=== DOCUMENT SECTION ===
[Begin]
The HOME Investment Partnerships Program (HOME) is a type of United States federal assistance provided by the U.S. Department of Housing and Urban Development (HUD) to states in order to provide decent and affordable housing, particularly housing for low- and very low-income Americans. It is the largest Federal block grant to states and local governments designed exclusively to create affordable housing for low-income families, providing approximately US$2 billion each year.

The program is commonly referred to as the Home Investment or Home Partnership Program, and is often operating in conjunction with other housing and other urban development programs, such as the CDBG program. Its federal identification number, or CFDA number, is 14.239.

Benefits provided
The HOME program was designed and implemented in order to increase the amount of affordable housing in the United States for its citizens, especially for those that are below the national and state poverty guidelines. It was designed with four main objectives in mind:

 Expanding the supply of decent and affordable housing in the U.S.
 Strengthening the abilities of state and local governments to design and implement strategies for achieving adequate supplies of decent, affordable housing.
 Provide financial and technical assistance to state and local governments to develop affordable low-income housing.
 Extend and strengthen partnerships among all levels of government (both local and federal) and the private sector (both for-profit and non-profit organizations) in the production and operation of affordable housing.
[End]
=== STORED DATA ===
[Begin]
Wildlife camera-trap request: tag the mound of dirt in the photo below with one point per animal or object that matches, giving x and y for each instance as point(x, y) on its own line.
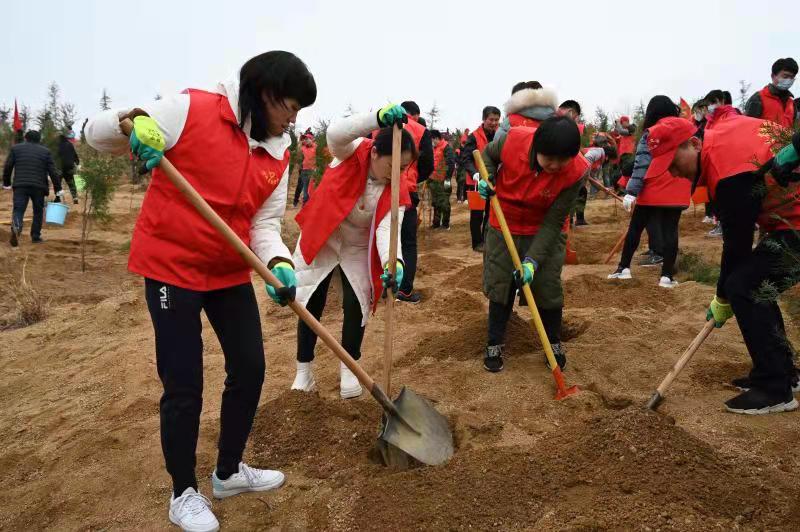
point(590, 291)
point(326, 436)
point(617, 469)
[End]
=== EXERCISE SET ===
a) List the main objectives of the HOME program named in the HOME program overview above.
b) Render this sentence from the HOME program overview above in Spanish: "Its federal identification number, or CFDA number, is 14.239."
c) Answer these from the HOME program overview above:
(i) Which federal agency provides HOME assistance?
(ii) About how much does the program provide each year?
(iii) How many main objectives was the program designed with?

=== ANSWERS TO EACH TASK ===
a)
- Expanding the supply of decent and affordable housing in the U.S.
- Strengthening the abilities of state and local governments to design and implement strategies for achieving adequate supplies of decent, affordable housing.
- Provide financial and technical assistance to state and local governments to develop affordable low-income housing.
- Extend and strengthen partnerships among all levels of government (both local and federal) and the private sector (both for-profit and non-profit organizations) in the production and operation of affordable housing.

b) Su número de identificación federal, o número CFDA, es 14.239.

c)
(i) The U.S. Department of Housing and Urban Development (HUD)
(ii) Approximately US$2 billion
(iii) Four